» Задание
Перепишите без изменений фрагмент рецензии от слов «Рецензия на книгу: Дальхаус» вплоть до слов «2019. 420 с.» включительно.

Музыкально-историческая «теология» Карла Дальхауса

Рецензия на книгу: Дальхаус К. Избранные труды по истории и теории музыки / сост., пер. с нем., послесл., коммент. С.Б. Наумовича. СПб.: Издательство имени Н.И. Новикова, 2019. 420 с.

Читать Карла Дальхауса трудно и неудобно, и так, пожалуй, должно быть. Трудность этого чтения имманентна музыкально-историческому изложению Дальхауса, многослойному и разветвленному, как и сам главный предмет крупнейшего историка музыки — высокая немецкая школа композиции. Неудобство, — не считая неизбежного неудобства перевода с другого языка, когда едва ли возможно (да и не нужно) укротить громоздкие, порой необозримые конструкции оригинала, — тоже немецкая доблесть. Ее многовековой опыт лаконично выразил религиозный философ и мыслитель о музыке Яков Друскин: надо сделать так, чтобы душе было неудобно! То же «неудобство души», что исходит, по Я. С. Друскину, от музыки Себастьяна Баха, вызывают и работы Дальхауса. Трудно и неудобно для наших языковых и мыслительных штампов, предрассудков, инерции. Но, пожалуй, этим не исчерпывается «масштаб бедствия». Может быть, главную трудность Дальхауса пока еще не видно. Трудно — где и когда ставят вопросы, а их еще надо найти, распознать, что в случае Дальхауса особенно нелегко. Проще всего отделаться робким студенческо-обывательским «мы, наверное, ничего здесь не поймем» или, того хуже, безапелляционным профессорско-обывательским «нам это не нравится, мы этого не знаем и знать не хотим (и ни к чему это переводить и издавать)!» В лучшем случае… Впрочем, то «лучшее», которое гарантировано наверняка, вроде апологетического и реферативного приятия Дальхауса, бесцельно и бессмысленно. «Лучшее» — это Дальхаус без вопросов и в цитатах, Дальхаус, «кормящий мышей».

» Исходные данные
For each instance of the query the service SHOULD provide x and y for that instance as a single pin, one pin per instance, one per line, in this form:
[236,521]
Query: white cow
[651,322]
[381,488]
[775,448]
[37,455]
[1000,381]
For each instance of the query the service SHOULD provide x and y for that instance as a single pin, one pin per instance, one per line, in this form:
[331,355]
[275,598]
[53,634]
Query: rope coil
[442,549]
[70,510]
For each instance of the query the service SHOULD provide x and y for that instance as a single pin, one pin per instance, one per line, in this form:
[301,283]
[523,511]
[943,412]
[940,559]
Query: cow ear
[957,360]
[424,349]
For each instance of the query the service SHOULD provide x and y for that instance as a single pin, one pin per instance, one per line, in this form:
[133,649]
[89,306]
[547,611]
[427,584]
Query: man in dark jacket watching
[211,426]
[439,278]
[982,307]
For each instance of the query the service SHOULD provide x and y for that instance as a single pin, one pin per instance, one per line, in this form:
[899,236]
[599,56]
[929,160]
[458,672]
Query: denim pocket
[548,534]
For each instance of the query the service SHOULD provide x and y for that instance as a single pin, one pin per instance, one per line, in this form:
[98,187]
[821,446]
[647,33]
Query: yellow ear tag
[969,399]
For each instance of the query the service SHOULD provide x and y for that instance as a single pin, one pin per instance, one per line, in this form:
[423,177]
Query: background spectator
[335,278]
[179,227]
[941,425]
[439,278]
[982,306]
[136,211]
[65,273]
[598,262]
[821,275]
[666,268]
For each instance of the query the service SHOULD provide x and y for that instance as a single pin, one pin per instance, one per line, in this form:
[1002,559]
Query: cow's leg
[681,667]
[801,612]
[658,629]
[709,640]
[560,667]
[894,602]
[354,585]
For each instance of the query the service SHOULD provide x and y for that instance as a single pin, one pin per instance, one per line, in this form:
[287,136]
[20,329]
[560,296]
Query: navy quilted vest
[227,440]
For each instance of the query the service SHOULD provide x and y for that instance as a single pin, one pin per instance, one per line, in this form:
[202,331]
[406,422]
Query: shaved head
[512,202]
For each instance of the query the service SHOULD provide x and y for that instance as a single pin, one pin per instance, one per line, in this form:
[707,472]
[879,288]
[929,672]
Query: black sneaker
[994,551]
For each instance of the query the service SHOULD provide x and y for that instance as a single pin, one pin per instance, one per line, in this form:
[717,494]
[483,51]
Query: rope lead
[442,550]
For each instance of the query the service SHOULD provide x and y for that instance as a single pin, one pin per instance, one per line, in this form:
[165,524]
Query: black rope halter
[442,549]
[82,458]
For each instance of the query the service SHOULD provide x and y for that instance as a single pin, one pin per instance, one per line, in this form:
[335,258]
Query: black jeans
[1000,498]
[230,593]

» Ответ
Рецензия на книгу: Дальхаус К. Избранные труды по истории и теории музыки / сост., пер. с нем., послесл., коммент. С.Б. Наумовича. СПб.: Издательство имени Н.И. Новикова, 2019. 420 с.